> [QUESTIONS TO ANSWER]
A - In the collected rows, swap "prompts" for "cues" throughout the part that runs from the start of the rows through the line containing "negative clicks: (608, 623)", keeping everything else unchanged. Return only those lines, and leave the pictures out of your answer.
B - Supply the next part of the book review of Mandalay: Recipes and Tales from a Burmese Kitchen, starting after its last sentence.

> [EXTRACTED TEXT]
····················

Book review: Mandalay: Recipes and Tales from a Burmese Kitchen

04 July 2019 by

In her introduction to Mandalay, MiMi Aye describes her aunt disclosing a recipe for Shan tofu to a housekeeper, who promptly quits her job to start up a tofu business in her own village. Recipes in Burmese culture are considered powerful, personal and secret – thankfully, Aye is willing to share.

Aye's journey through Burmese cuisine (she has always known the country as Burma, as opposed to its current name, Myanmar, and refers to it as such throughout) opens with literal journeys – visiting the country every year from the UK as part of a family of five. She is the only one to have been born not in Mandalay or Mogok, but Margate, and we follow "an eight-year-old MiMi with food on her mind".

The book reads with that same sense of giddy adventure. It is an exploration of Aye and her loved ones as much as Burma itself, from the egg and lettuce salad recipe her mother used to win her father's heart, to the fried chicken handed through rolled-down windows by roadside vendors during long journeys.

····················

Collected data
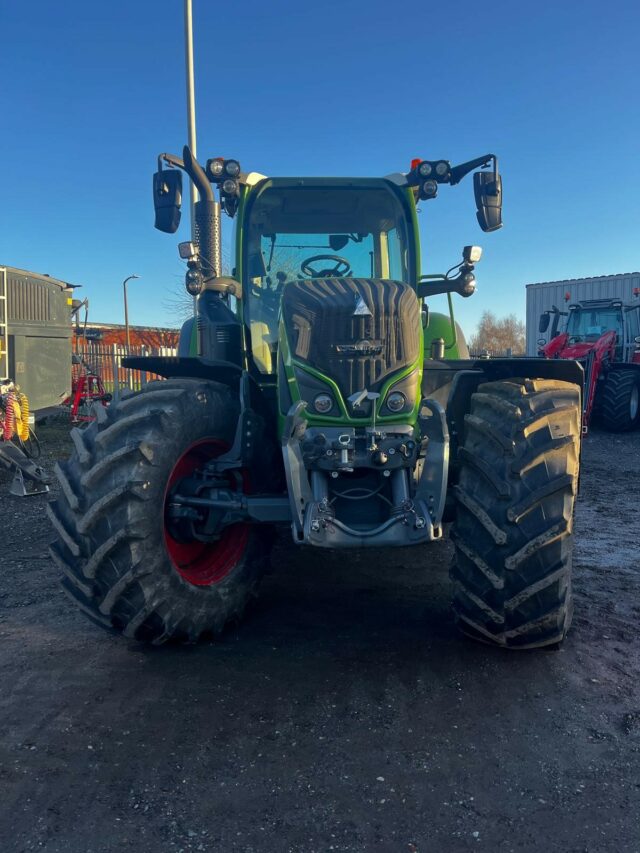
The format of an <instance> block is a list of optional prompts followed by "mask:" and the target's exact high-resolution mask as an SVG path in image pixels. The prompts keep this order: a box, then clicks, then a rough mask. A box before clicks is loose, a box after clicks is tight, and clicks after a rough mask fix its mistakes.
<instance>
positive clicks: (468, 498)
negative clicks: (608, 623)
mask: <svg viewBox="0 0 640 853" xmlns="http://www.w3.org/2000/svg"><path fill="white" fill-rule="evenodd" d="M580 420H581V409H580V390H579V388H578V386H576V385H572V384H570V383H568V382H560V381H555V380H547V379H509V380H506V381H503V382H487V383H486V384H483V385H480V386H479V388H478V393H476V394H474V395H473V397H472V399H471V411H470V413H469V414H468V415H466V417H465V439H464V444H463V447H462V448H461V450H460V451H459V462H460V479H459V483H458V485H457V486H456V487H455V491H456V497H457V511H456V521H455V524H454V527H453V531H452V537H453V540H454V543H455V562H454V566H453V568H452V578H453V581H454V599H453V609H454V614H455V618H456V622H457V624H458V627H459V628H460V629H461V630H462V631H463V632H464V633H465V634H467V635H469V636H470V637H472V638H474V639H476V640H480V641H483V642H486V643H491V644H495V645H498V646H502V647H506V648H513V649H528V648H535V647H540V646H554V645H555V646H557V645H558V644H559V643H561V642H562V641H563V640H564V638H565V635H566V633H567V631H568V630H569V625H570V623H571V612H572V598H571V563H572V553H573V509H574V501H575V494H576V490H577V483H578V469H579V449H580Z"/></svg>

····················

> [EXPECTED RESPONSES]
A -
The format of an <instance> block is a list of optional cues followed by "mask:" and the target's exact high-resolution mask as an SVG path in image pixels. The cues keep this order: a box, then clicks, then a rough mask. A box before clicks is loose, a box after clicks is tight, and clicks after a rough mask fix its mistakes.
<instance>
positive clicks: (468, 498)
negative clicks: (608, 623)

B -
MSG features heavily (Aye precludes the section with references to the lack of evidence the seasoning has ever caused anyone harm, and cites support from chefs from Heston Blumenthal to Anthony Bourdain) – but most ingredients are accessible to readers. Aye has deftly managed to include substitutes where necessary, but for the most part the nuance of flavour is in the technique – such as in the classic pork curry Wet Thar Hnat, which begins by tossing the meat in vinegar and then discarding it – traditionally thought to clean the pork while adding a slight sourness.

Burma is made up of 130 ethnic groups and takes heavy influence from China, India and Thailand among others (as the author is quick to point out when these "cover versions" feature in the book). One person's Burma will only ever be that – but Mandalay is an utterly charming, enlightening collection of food and stories, written with authority and a clear sense of the author rarely seen in the ‘cookbooks by region' shelves of a bookshop.

Mandalay: Recipes and Tales from a Burmese Kitchen by MiMi Aye (Bloomsbury, £26)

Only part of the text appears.